■ Task prompt
Render the records from the line with "notation: point(537, 317)." up to and including the line with "point(149, 305)" as a two-column CSV with the header input,output. Give one row per record, with the record's text in input and its answer in output, each as a single quoted field with line breaks replaced by spaces.

■ Provided records
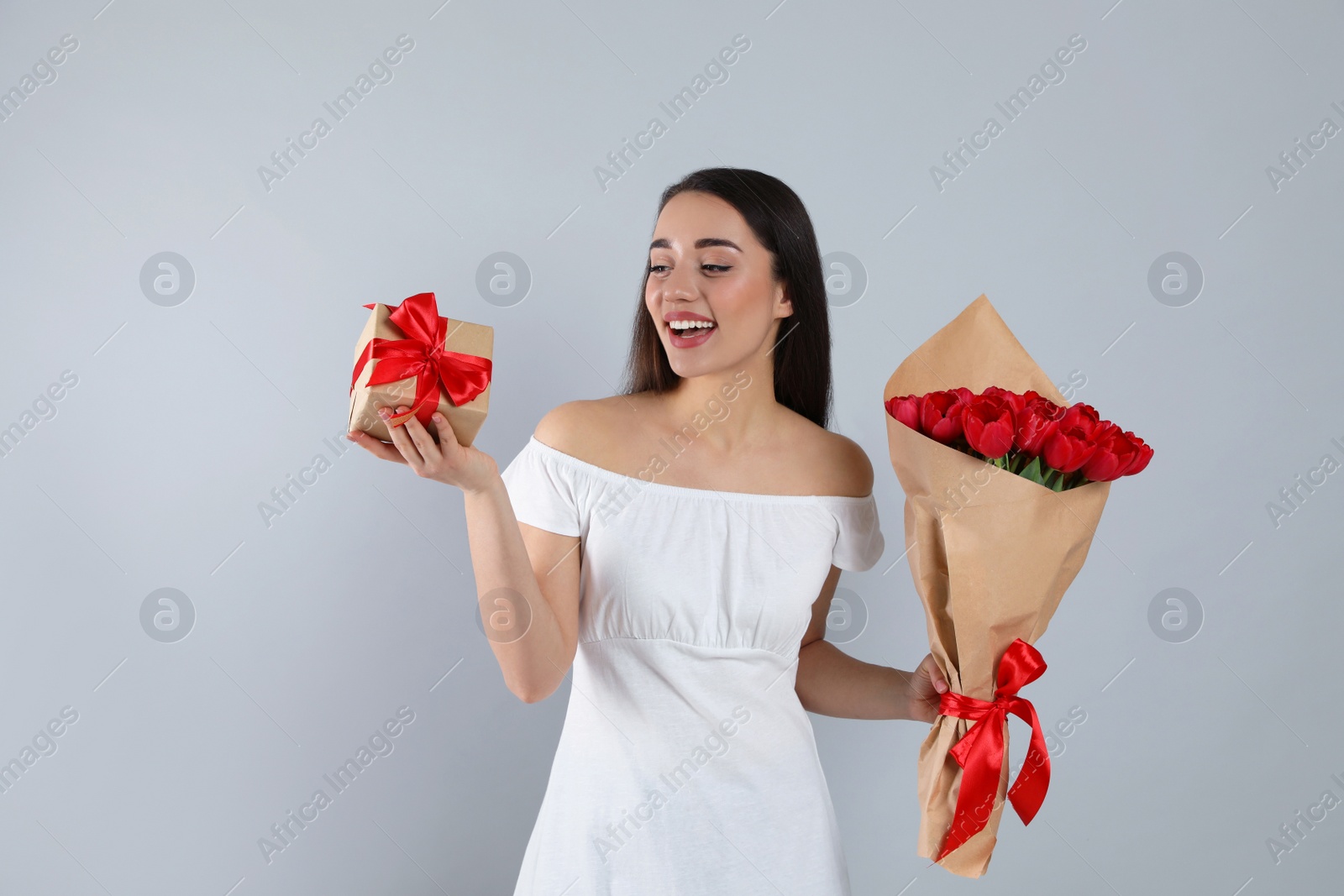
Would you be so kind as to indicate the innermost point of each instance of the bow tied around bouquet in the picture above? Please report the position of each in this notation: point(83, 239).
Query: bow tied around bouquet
point(1005, 488)
point(409, 355)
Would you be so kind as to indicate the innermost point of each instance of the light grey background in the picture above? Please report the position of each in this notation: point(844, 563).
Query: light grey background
point(311, 631)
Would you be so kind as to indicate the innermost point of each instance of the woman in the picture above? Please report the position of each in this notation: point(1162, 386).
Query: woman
point(679, 544)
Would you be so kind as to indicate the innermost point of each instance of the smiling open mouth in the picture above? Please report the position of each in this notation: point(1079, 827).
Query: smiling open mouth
point(690, 333)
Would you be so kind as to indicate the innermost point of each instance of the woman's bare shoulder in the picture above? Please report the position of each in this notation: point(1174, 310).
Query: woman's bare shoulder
point(581, 427)
point(844, 468)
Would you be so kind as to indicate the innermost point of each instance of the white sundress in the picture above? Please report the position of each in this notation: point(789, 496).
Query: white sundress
point(687, 763)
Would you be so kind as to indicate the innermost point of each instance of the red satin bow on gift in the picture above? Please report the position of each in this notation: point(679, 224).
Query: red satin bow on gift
point(423, 355)
point(981, 752)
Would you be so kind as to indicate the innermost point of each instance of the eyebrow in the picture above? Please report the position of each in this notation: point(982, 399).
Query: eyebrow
point(701, 244)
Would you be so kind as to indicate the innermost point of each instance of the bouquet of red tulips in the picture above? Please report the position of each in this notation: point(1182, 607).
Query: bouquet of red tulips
point(976, 430)
point(1027, 434)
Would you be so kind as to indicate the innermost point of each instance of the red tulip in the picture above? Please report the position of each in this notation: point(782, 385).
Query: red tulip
point(1014, 399)
point(1142, 454)
point(940, 414)
point(1115, 454)
point(988, 422)
point(1037, 422)
point(906, 409)
point(1072, 443)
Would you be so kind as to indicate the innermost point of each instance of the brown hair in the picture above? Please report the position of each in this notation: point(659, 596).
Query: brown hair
point(780, 222)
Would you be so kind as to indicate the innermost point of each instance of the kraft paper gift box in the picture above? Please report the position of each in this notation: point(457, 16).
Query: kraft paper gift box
point(434, 358)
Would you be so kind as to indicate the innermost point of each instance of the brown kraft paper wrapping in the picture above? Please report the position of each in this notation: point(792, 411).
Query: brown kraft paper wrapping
point(990, 551)
point(365, 401)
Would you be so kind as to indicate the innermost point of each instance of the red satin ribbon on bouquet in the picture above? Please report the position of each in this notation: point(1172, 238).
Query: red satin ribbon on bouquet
point(423, 355)
point(981, 752)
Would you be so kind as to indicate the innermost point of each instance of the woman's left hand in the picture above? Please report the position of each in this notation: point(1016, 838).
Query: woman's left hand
point(927, 685)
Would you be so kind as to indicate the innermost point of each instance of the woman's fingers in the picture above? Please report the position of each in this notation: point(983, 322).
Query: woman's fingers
point(401, 439)
point(940, 681)
point(423, 439)
point(375, 446)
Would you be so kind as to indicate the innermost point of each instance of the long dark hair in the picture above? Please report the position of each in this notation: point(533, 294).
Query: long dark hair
point(803, 349)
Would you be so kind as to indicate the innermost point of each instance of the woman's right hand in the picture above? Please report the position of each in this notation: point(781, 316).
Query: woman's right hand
point(449, 463)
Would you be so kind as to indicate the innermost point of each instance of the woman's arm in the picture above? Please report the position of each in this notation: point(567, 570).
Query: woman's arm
point(831, 683)
point(528, 579)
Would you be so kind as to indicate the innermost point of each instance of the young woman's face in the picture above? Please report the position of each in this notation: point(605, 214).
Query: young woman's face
point(706, 265)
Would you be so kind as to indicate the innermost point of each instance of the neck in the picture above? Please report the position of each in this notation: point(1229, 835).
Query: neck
point(732, 407)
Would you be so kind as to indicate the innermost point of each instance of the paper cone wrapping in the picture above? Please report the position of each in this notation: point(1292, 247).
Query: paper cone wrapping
point(365, 401)
point(991, 553)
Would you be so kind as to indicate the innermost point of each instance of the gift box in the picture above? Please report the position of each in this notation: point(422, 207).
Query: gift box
point(410, 356)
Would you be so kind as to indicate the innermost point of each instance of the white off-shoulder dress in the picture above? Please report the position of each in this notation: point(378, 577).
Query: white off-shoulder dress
point(687, 765)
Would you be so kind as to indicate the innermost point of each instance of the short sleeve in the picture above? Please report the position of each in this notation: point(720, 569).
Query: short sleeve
point(542, 490)
point(859, 543)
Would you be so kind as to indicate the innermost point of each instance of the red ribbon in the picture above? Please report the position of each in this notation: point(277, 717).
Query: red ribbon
point(423, 355)
point(983, 752)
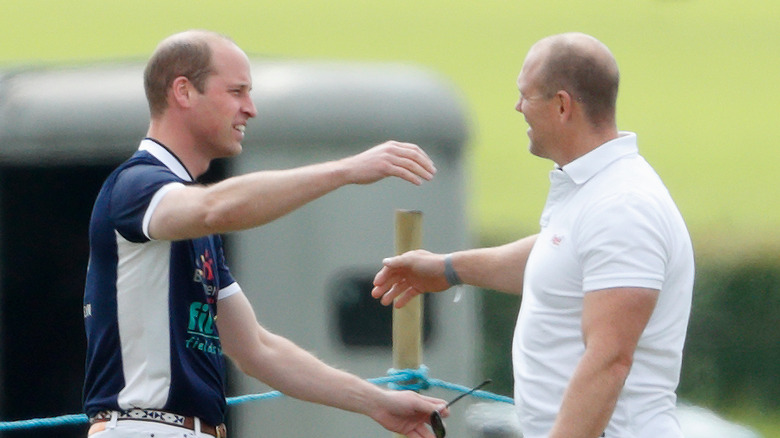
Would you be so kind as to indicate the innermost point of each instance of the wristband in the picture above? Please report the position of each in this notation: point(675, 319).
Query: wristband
point(449, 272)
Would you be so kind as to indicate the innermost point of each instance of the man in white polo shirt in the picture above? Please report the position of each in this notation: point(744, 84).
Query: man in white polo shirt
point(606, 283)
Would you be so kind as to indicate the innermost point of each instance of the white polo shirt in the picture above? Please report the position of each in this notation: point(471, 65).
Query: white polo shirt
point(608, 222)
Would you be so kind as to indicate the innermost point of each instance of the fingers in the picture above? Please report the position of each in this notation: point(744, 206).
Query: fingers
point(409, 162)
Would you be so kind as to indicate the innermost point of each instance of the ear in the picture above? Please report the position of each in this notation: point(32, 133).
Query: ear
point(181, 92)
point(564, 104)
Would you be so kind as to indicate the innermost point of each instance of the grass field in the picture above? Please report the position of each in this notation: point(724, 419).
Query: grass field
point(699, 80)
point(699, 84)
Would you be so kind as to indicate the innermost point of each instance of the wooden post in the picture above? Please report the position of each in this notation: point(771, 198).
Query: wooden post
point(407, 321)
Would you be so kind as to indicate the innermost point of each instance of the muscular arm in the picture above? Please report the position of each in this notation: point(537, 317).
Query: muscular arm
point(283, 365)
point(254, 199)
point(612, 322)
point(499, 268)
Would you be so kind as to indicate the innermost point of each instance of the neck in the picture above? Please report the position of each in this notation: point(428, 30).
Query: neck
point(181, 145)
point(585, 141)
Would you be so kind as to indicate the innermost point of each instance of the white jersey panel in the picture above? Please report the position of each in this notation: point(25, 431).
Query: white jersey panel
point(142, 314)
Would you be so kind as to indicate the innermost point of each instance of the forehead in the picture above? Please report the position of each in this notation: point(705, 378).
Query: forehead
point(529, 73)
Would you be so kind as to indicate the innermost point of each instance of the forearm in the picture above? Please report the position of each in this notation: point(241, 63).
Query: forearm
point(299, 374)
point(251, 200)
point(242, 202)
point(590, 398)
point(499, 268)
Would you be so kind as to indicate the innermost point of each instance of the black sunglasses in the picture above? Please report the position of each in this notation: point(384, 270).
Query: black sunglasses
point(437, 425)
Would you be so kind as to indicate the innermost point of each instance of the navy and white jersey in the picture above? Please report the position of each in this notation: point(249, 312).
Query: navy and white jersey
point(149, 305)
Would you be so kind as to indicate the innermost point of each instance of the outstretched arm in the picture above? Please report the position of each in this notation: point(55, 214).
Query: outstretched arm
point(283, 365)
point(251, 200)
point(499, 268)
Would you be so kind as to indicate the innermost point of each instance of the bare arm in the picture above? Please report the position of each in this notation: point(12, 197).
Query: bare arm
point(283, 365)
point(254, 199)
point(499, 268)
point(612, 322)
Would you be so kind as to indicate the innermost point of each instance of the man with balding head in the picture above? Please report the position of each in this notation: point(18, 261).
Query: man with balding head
point(161, 306)
point(607, 282)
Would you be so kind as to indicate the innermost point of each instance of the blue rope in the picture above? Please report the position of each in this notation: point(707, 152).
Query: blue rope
point(396, 379)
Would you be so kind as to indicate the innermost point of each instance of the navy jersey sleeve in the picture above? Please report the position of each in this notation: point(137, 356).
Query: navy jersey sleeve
point(132, 194)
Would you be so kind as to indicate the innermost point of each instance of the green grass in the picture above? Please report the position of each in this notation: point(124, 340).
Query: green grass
point(699, 79)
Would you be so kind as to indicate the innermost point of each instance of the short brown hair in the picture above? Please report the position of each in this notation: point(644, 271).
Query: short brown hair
point(179, 55)
point(590, 80)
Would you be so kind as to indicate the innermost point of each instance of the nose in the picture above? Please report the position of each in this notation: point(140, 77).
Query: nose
point(249, 107)
point(519, 105)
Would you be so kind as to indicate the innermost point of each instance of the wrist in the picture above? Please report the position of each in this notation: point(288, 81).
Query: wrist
point(452, 277)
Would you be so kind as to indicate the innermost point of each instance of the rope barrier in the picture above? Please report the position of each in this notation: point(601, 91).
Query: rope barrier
point(410, 379)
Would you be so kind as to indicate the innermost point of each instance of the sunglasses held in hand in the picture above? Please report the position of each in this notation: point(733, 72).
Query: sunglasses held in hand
point(437, 424)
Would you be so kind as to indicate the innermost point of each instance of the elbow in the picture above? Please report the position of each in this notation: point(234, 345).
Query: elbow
point(620, 365)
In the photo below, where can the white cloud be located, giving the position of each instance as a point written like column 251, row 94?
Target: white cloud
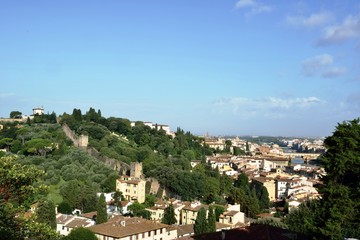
column 245, row 3
column 6, row 95
column 314, row 20
column 254, row 7
column 334, row 72
column 314, row 65
column 271, row 107
column 348, row 29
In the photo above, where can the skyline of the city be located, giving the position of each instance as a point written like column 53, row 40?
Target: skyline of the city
column 236, row 67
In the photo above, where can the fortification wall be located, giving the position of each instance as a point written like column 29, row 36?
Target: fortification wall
column 79, row 141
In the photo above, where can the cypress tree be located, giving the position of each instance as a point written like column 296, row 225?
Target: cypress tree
column 211, row 220
column 101, row 215
column 169, row 215
column 200, row 225
column 45, row 213
column 340, row 202
column 264, row 201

■ Output of the exercise
input,output
"Would you be so kind as to indicate the innermost point of each instance of the muscular arm in the picture above? Please report the position of each in this notation: point(537, 317). Query: muscular arm","point(283, 365) point(254, 199) point(612, 322) point(499, 268)"
"Would you be so kind as to indicate the innermost point of each instance of the neck in the picture above? Please report the position of each in this notation: point(428, 30). Query: neck","point(181, 145) point(585, 141)"
"Would you be so kind as to indicate the innermost point of each instance of the white jersey panel in the picture above? Please report the position of each in this notation: point(25, 431). Query: white jersey panel","point(142, 314)"
"Would you be so kind as to indicate the innermost point of each instance of the forehead in the picture above? Please report the position of each in this notation: point(705, 378). Query: forehead","point(529, 73)"
"Would you be so kind as to indicate the innermost point of each instance of the forearm in the picture above? Please report the position of each in this notation: point(241, 63). Query: forearm","point(299, 374) point(251, 200) point(242, 202) point(590, 398) point(499, 268)"
"Would you be so kind as to indicate the innermost point of each instance of the black sunglasses in the picture above? Please report the position of each in this notation: point(384, 270). Query: black sunglasses","point(437, 425)"
"Would you be so kind as to indicate the innermost point of each instance of the navy and white jersey in the picture above? Please report the position of each in this notation: point(249, 312). Query: navy and white jersey","point(149, 305)"